PROBLEM A
Pick out every line of the listing below that contains the string "ceiling", and copy each one. Case counts.

SOURCE DOCUMENT
Thursday, February 27

The Man at the Mall*

It was old-fashioned ‘give and take’ (a phrase of common parlance around here) that had brought me to the mall; as i was looking to buy a birthday gift for my neighbour’s nine years old daughter, to whose party i had been invited but didn’t want to go. Even less did i want to buy the gift and think of the whole thing as an extravagance. But about the ethics of civilized gift exchange (along with my own lack of courage in not doing the right thing) some other time. Right now — about this man i met at the mall. He was a customer there just like me — a dapper looking chap with an unopened soda bottle in one hand and a chip on the shoulder. What had him riled up, apparently, was the fact that there was no bottle opener (the tool. For, i am guessing they did have one of those soda vending machines that come with built-in opener installed in the ‘back’ — a small partitioned-off area inside the shop that served both as an office and a storeroom — as i remember seeing it there once during my previous visits.) The man was adamant: he didn’t want the bottle opened for him, he wanted the bottle opener. Period. In his own words: “How do i know you are not trying to kill me?... Why, if you should open the bottle with the help of scissors? or bite the top off? Who would be responsible if shards of broken glass should fall in the drink?... Such a big establishment and you don’t keep a bottle opener — such a small item, too! — the whole thing is incredible! A scandal!... Unless somebody says something (and he was doing just that), nothing will ever change.... (Finally.) Dare i hope that amends will have been made by the time i visit you next?” The man left shortly afterwards. To see him raise the devil, that, too, over a bottle opener — “such a small item, too!” — it had indeed been strange. Not the least because of the sense of entitlement he had exhibited. It was something quite new (in the context of the small-town middle-class India to which he obviously belonged. Only once have i seen anything like this before, that, too, only recently.) The man obviously felt that he owned the place and was not afraid to speak and to demand things, and to ask for his money’s worth, so to say. When i followed him out a little later (after i had made my own purchase), he was nowhere to be seen, even though i did briefly scan the road for him. Then a strange thing happened. I began to remember the following lines (from a poem by Faiz):

bol ki lab aazaad hai.n tere
bol zabaa.N ab tak terii hai
teraa sutawaa.N jism hai teraa
bol ki jaa.N ab tak terii hai


(Speak, for your lips are yet free;
Speak, for your tongue is still your own;
Your lissom body yours alone;
Speak, your life is still your own.) —Compared with the cool, air-conditioned air inside the mall, outside it felt like a blazing furnace; the mid-day sun was beating down so hard. But i didn’t mind it at all. A group of street children was playing in the dust in the empty plot that abuts our street where it joins the road. A rickshaw was pulled up not far away waiting for fare. It was business as usual.

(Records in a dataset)
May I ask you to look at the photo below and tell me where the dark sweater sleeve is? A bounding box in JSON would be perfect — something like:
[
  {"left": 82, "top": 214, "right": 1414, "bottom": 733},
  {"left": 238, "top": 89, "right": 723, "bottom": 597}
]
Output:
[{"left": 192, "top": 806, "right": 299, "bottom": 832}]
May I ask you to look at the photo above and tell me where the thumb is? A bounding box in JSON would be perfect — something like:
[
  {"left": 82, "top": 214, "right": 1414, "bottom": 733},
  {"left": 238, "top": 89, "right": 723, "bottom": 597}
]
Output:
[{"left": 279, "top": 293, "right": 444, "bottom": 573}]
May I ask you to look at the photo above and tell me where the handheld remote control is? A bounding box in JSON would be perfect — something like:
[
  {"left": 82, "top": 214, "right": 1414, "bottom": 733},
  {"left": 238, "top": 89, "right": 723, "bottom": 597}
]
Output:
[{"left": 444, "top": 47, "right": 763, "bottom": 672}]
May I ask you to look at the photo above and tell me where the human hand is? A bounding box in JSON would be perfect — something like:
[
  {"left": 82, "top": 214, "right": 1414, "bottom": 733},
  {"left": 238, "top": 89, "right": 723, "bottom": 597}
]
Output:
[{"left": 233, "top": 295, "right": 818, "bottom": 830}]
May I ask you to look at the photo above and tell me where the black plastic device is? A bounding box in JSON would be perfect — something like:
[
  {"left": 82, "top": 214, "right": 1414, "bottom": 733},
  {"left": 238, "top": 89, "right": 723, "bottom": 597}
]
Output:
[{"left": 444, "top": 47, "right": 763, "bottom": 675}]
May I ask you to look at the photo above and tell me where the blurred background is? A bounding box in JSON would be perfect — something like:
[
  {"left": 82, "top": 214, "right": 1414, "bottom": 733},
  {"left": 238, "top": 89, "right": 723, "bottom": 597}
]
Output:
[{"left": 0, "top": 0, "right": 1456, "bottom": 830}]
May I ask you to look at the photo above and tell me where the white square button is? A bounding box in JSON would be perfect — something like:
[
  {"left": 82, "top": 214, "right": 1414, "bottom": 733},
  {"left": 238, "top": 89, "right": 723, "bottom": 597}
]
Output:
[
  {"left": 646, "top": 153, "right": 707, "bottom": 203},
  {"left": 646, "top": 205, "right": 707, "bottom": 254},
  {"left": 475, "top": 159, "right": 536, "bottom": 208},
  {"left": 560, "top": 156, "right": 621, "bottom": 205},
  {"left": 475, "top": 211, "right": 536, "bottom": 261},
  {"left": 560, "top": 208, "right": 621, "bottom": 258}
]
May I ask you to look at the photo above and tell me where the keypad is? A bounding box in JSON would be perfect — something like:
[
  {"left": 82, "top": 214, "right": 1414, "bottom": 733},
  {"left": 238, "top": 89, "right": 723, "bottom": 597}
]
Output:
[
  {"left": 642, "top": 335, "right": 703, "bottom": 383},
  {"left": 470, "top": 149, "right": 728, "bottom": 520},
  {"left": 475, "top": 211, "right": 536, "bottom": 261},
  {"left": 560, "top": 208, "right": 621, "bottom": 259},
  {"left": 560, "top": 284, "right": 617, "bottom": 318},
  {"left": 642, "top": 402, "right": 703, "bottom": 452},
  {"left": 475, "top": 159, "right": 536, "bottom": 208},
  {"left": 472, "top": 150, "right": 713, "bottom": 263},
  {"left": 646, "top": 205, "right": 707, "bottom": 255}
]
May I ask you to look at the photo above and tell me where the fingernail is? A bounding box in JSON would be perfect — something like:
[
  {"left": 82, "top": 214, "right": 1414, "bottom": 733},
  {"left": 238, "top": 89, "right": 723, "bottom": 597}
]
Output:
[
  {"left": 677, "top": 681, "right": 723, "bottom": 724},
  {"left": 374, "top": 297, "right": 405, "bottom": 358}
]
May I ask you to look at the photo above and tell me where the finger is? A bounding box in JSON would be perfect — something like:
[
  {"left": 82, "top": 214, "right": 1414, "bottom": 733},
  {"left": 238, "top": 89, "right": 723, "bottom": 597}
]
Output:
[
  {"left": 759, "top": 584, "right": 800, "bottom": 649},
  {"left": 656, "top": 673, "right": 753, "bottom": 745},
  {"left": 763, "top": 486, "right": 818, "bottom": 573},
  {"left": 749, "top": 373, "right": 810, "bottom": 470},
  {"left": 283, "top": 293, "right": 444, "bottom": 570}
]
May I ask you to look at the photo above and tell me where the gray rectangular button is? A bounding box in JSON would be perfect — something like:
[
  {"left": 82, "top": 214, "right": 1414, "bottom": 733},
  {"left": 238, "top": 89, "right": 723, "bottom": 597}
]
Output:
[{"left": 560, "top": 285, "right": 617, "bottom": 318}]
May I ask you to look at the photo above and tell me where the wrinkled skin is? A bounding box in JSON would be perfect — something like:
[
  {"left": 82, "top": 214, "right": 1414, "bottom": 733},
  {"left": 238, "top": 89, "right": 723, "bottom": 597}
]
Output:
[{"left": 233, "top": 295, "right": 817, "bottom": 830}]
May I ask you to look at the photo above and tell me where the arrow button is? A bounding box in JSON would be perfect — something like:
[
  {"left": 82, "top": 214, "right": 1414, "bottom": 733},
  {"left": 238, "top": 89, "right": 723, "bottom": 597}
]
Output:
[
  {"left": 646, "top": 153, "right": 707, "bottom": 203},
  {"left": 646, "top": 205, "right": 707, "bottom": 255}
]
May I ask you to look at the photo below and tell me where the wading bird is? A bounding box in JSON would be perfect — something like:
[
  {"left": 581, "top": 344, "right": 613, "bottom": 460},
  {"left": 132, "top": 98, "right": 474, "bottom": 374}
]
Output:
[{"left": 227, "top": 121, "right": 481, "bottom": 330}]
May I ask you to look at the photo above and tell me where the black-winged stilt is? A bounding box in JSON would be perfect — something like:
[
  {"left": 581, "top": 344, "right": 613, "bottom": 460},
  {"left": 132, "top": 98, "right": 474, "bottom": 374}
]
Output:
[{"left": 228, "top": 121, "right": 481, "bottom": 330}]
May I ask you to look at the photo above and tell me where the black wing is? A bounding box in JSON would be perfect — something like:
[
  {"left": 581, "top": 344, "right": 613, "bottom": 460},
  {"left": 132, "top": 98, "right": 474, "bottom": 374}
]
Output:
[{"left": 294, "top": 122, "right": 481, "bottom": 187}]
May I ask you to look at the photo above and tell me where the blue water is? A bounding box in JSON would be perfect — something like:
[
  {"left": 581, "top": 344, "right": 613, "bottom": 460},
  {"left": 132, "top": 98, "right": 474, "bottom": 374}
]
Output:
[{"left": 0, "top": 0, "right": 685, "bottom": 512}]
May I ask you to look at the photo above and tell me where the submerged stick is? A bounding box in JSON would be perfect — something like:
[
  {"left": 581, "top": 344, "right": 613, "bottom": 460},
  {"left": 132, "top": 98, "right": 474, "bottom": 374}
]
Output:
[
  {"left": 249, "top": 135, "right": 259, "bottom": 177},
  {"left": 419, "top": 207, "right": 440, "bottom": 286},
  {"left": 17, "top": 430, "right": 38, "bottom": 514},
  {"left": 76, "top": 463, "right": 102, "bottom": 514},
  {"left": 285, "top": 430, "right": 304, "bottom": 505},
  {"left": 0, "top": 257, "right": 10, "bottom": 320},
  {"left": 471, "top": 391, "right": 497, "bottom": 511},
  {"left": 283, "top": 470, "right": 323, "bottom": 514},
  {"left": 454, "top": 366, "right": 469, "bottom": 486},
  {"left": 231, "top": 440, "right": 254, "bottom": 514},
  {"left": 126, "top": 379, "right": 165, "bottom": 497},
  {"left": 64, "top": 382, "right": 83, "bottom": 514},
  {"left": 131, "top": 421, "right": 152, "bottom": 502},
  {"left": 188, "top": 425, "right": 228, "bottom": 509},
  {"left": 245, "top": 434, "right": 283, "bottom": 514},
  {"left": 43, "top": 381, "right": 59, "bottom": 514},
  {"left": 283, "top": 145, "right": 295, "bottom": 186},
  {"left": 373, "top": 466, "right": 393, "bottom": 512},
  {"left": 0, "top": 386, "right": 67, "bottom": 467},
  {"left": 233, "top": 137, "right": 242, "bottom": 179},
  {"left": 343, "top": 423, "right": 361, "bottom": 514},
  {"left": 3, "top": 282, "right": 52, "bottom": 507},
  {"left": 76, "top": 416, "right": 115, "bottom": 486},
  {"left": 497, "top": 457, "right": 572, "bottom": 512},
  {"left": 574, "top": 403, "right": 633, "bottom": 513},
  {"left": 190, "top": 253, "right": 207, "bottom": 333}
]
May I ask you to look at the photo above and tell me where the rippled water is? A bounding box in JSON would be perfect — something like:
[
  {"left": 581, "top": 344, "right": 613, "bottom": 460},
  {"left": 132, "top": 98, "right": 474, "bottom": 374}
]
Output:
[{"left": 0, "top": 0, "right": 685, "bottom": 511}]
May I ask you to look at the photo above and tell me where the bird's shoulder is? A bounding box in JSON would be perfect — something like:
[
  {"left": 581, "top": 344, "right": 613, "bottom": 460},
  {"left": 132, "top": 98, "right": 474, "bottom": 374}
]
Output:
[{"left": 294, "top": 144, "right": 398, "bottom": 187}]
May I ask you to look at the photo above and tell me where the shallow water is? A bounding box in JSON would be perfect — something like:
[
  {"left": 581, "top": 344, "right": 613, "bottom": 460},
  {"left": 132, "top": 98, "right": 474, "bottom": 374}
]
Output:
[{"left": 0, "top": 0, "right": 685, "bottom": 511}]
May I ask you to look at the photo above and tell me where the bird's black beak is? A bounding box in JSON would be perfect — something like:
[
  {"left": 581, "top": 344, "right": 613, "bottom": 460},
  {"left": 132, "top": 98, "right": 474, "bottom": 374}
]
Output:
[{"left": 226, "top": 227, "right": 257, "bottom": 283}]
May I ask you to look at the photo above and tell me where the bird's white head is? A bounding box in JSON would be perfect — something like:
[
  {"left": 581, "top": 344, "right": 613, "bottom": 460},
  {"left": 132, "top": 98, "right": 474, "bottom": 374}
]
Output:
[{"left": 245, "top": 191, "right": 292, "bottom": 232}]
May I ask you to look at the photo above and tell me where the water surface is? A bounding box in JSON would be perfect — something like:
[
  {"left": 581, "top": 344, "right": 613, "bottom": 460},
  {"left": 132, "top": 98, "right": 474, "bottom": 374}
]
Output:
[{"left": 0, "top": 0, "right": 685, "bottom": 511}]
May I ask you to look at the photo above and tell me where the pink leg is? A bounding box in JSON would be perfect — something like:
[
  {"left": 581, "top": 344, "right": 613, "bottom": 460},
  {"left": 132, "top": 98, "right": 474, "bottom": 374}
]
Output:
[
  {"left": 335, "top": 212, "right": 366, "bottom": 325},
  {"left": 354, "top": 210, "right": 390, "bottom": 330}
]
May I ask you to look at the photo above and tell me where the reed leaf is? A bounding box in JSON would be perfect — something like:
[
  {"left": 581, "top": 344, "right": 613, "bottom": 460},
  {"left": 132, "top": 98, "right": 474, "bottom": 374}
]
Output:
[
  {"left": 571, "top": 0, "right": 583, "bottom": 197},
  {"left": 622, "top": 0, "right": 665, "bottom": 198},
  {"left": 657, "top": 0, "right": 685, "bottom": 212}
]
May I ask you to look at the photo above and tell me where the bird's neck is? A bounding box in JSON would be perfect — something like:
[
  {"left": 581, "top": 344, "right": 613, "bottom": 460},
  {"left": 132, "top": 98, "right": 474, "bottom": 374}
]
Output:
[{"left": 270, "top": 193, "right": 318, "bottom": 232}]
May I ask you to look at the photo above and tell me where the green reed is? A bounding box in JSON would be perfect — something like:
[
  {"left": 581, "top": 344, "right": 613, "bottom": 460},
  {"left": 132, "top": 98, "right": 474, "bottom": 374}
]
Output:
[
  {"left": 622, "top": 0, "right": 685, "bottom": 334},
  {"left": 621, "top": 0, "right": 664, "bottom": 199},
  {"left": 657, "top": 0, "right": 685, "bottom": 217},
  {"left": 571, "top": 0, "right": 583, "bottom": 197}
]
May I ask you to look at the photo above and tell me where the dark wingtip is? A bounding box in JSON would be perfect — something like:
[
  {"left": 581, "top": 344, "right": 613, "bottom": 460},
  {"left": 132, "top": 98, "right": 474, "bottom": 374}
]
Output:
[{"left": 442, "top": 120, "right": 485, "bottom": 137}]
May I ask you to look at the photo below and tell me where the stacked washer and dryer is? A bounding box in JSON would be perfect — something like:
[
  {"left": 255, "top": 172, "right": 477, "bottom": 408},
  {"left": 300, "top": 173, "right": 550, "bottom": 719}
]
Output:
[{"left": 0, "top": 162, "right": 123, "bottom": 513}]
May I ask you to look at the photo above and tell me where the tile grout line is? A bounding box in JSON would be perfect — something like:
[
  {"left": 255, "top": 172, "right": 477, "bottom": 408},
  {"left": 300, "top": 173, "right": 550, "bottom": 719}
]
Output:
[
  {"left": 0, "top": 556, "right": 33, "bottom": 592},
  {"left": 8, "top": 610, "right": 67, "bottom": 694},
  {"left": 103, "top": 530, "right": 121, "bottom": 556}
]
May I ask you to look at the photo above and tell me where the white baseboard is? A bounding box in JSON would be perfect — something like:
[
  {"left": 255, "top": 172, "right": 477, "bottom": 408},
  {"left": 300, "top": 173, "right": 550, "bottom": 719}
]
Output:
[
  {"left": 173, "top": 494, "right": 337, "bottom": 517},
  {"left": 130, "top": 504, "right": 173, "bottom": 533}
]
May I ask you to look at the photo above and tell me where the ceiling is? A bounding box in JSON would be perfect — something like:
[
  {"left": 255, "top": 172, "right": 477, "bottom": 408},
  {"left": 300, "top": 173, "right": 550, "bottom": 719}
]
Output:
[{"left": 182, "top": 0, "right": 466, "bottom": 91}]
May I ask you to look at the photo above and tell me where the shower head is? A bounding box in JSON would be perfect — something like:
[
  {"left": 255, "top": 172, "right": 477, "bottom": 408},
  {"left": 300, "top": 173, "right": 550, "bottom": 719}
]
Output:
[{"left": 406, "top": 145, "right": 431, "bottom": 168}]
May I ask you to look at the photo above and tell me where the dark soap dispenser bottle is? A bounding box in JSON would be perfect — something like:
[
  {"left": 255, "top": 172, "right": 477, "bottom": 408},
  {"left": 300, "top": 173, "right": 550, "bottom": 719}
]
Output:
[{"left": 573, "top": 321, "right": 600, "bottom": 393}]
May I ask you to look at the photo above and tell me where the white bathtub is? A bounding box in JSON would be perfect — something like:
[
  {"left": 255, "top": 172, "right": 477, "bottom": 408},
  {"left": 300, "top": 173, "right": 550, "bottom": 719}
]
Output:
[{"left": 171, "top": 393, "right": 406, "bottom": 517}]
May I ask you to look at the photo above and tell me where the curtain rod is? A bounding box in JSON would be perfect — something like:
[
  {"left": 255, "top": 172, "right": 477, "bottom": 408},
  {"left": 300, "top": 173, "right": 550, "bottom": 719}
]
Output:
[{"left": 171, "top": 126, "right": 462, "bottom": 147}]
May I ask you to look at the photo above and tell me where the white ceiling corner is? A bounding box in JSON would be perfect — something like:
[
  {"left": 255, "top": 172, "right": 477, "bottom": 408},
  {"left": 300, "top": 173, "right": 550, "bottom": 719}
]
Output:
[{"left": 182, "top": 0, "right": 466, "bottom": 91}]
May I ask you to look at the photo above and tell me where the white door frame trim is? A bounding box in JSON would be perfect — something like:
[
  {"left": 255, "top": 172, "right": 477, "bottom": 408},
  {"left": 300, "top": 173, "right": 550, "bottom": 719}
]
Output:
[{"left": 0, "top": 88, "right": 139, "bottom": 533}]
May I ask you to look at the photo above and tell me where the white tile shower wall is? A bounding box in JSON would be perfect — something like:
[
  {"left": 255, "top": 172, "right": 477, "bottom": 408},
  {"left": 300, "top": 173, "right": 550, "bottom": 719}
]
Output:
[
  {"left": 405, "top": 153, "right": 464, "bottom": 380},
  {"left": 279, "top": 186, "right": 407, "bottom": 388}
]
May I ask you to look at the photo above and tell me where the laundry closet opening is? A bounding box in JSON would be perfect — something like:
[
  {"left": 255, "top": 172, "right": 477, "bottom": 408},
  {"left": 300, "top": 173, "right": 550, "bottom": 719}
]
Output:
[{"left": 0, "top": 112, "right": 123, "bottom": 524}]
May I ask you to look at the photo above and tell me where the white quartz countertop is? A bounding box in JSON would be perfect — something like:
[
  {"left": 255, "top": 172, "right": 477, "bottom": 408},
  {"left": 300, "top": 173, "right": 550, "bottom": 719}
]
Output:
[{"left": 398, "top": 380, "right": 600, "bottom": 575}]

PROBLEM B
In the mall post, what did the man demand instead of having his soda bottle opened for him?

COMPLETE RESPONSE A
May I ask you to look at the photo above and tell me where the ceiling is? A bounding box in JSON would be perfect — something like:
May I ask you to look at the photo above and tell me where the white ceiling corner is? A bounding box in JSON would be perfect — something like:

COMPLETE RESPONSE B
He demanded the bottle opener itself.